--- EXERCISE INSTRUCTIONS ---
Continue the passage on squats for pelvic floor strength from where it stops.

--- EXCERPT TO READ ---
*****

For years, maybe even decades, the best (and maybe only) exercise suggested to ladies dealing with incontinence and pelvic floor weakness has been the kegel. A concentric contraction of the muscles running from the pubic symphysis (front of the pelvis) to the coccyx and sacrum (in the back of the pelvis), a kegel should create a squeeze and lift of the those muscles to, in theory, provide organ support and sphincter control. Collectively, the muscles are known as the pelvic floor. In fact, the medical community used to encourage ladies to “do your kegels” every day by stopping mid-stream during urination. And while doing this may be an effective test to see if you can actually isolate those muscles appropriately, we have learned that actually performing a kegel contraction as an exercise during voiding is more detrimental than beneficial.
So recommendations shifted to something more like “do 10 kegels, holding for 10 seconds, at every stop light.” I don’t know about you, but my pelvic floor is not the first thing that pops into my head when I roll up to a red light. So if I was reliant upon that scenario to get my pelvic floor exercise in, then I would be a mess. Don’t get me wrong, there is value in learning how to activate your pelvic floor and in doing a kegel contraction, I really believe this. But I believe there is more value in learning to activate the pelvic floor during functional tasks that we do every day. And there is value in learning to relax your pelvic floor as well.
One of my favorite functional exercises is a squat…aaahh! Just saying it makes me happy. There is just something about the movement as a whole that embodies strength and health, in my mind. Now don’t panic thinking you need to rack up 150# on a barbell and drop into a deep squat to get your pelvic floor going. That is not the vision I am trying to create. In its most basic form, moving from sitting to standing is a squat. How many times a day do you do that? Lets make that functional transition work for us ladies. Or turn it into a straight up exercise session. Our booty and pelvic floor muscles will thanks us!
OK! Here we go: it is the strength of the glute muscles that can assist our pelvic floor muscles, so with that in mind, lets try a booty-friendly sit to stand, ahem, squat.
Sit forward near the edge of your chair so feet are firmly planted on the floor.

*****

--- DATA EXTRACT ---
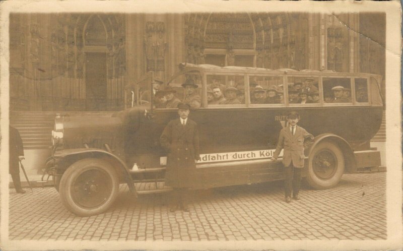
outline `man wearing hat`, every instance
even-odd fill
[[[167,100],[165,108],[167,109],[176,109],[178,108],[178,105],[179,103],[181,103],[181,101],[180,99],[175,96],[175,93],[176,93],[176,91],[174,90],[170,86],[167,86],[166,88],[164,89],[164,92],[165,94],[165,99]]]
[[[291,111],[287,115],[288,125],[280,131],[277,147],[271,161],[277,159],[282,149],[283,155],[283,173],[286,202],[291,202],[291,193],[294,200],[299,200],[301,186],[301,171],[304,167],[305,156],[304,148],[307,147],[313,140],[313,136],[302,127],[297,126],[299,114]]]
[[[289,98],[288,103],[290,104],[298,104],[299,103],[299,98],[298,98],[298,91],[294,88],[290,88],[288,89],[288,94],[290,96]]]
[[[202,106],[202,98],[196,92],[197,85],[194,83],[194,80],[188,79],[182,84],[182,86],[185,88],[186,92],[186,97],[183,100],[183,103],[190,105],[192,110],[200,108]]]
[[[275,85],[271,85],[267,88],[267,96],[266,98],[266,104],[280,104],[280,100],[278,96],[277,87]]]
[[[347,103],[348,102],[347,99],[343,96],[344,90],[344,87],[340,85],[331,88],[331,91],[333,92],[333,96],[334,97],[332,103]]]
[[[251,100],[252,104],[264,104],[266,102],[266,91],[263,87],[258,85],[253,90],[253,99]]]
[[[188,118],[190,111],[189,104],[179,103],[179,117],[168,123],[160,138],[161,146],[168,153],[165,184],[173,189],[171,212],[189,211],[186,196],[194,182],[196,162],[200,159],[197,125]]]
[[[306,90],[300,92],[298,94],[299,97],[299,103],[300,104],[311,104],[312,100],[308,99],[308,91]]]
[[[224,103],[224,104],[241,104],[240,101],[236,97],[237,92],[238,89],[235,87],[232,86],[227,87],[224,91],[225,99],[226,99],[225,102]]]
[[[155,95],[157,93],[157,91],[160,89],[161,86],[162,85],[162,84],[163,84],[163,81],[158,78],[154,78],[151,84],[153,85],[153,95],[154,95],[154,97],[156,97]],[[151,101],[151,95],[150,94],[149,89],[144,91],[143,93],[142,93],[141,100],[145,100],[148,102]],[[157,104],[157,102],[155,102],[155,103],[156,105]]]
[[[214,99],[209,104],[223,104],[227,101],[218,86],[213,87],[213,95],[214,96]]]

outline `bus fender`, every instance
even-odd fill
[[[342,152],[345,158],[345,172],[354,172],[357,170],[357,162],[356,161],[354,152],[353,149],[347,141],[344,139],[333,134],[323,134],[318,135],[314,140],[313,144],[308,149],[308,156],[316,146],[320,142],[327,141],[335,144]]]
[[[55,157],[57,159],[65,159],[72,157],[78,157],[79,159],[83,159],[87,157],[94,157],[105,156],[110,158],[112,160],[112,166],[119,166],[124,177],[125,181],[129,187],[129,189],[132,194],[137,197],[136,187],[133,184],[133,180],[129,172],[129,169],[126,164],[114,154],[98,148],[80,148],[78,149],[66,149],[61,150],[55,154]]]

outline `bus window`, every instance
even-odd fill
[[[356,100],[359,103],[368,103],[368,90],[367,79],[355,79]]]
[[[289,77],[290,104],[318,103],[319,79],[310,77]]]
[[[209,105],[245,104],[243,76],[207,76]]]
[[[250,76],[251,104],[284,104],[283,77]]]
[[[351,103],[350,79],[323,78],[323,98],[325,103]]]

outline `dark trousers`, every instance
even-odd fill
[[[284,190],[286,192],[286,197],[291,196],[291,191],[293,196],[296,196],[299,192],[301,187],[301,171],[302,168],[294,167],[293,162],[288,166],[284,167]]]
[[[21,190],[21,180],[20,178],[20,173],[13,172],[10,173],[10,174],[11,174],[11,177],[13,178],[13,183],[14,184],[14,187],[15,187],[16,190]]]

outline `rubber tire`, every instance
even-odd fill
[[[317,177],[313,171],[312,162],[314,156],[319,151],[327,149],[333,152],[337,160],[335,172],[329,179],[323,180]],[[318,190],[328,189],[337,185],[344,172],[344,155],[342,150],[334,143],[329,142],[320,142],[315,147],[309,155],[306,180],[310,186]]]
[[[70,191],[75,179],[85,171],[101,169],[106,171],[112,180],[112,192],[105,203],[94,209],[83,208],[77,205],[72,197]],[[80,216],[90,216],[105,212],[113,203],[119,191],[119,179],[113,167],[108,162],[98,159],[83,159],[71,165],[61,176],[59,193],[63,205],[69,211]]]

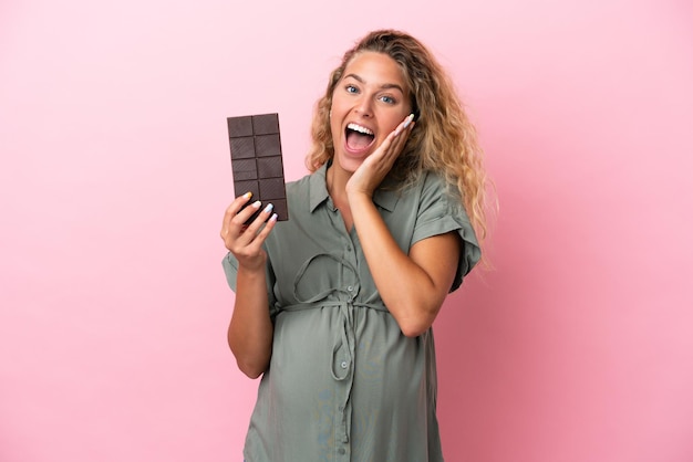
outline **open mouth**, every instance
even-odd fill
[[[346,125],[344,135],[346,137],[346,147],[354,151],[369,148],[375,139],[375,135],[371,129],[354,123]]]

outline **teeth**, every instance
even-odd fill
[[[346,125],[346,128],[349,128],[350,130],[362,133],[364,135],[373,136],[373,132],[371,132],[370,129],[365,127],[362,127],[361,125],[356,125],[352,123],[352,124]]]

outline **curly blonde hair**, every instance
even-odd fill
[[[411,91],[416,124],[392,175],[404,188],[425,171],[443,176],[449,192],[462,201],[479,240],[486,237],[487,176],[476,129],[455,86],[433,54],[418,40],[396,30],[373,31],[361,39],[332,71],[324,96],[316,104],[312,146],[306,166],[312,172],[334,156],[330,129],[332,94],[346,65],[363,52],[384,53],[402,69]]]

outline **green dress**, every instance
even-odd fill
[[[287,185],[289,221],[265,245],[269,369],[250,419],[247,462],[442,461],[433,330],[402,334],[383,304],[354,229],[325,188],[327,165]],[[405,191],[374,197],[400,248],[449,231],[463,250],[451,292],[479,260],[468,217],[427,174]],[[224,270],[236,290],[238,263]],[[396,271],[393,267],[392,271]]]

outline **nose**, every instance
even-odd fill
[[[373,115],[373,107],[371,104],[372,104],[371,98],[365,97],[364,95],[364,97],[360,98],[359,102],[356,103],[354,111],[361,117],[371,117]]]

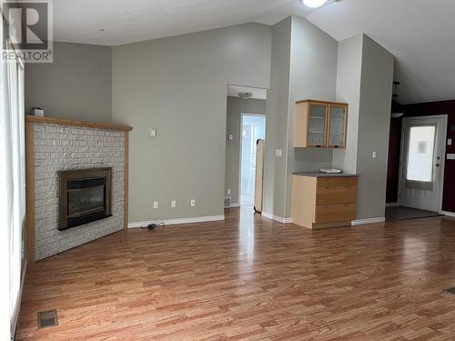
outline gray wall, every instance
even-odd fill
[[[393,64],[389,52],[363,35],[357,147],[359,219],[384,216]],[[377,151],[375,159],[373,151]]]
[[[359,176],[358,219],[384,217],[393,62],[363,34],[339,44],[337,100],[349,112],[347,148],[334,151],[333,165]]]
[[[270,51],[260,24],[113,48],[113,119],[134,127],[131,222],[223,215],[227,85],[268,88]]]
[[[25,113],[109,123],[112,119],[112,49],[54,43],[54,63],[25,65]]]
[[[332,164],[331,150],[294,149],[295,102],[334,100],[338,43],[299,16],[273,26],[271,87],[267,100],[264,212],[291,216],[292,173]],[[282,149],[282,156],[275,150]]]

*****

--- EXERCISE ANSWER ---
Position ankles under knees, so that your tibia (shin bone) is fairly vertical.
Lean forward, keeping your back flat (no slouchy shoulders), exhale and push up to stand. Much of your pressure will be through your heels.
Finish the stand with a slight glute squeeze.
Inhale and relax your pelvic floor as you return to sit.
As we talked about the core connection to breathing last week, you may remember that when you exhale, the pelvic floor should naturally elevate after elongating downward during your inhale. This makes the exhale a perfect time to add a kegel contraction if you need some additional support across the pelvic floor since it is already moving in the upward direction.
When just beginning this type of “glute driven squat” your depth may need to be shallower than typical or you may even find it useful to hold onto a counter top to allow your hips to drop back a bit, keeping the ankle and knee better aligned. The Smith Machine in your local gym is a great asset here too. As you can tell from the pictures above, I need to work a bit on fine tuning the form. As a squat it isn’t bad, but I could still get my backside more involved with better support. It gives you the idea though.
Take home message? Kegels are not the only exercise available to you if you are looking to improve the health and strength of your pelvic floor. A strong booty is just as important. Taking a little extra time with your daily transition from sit to stand, or adding a few dedicated sets of this a few days a week could really pay off for your overall core health.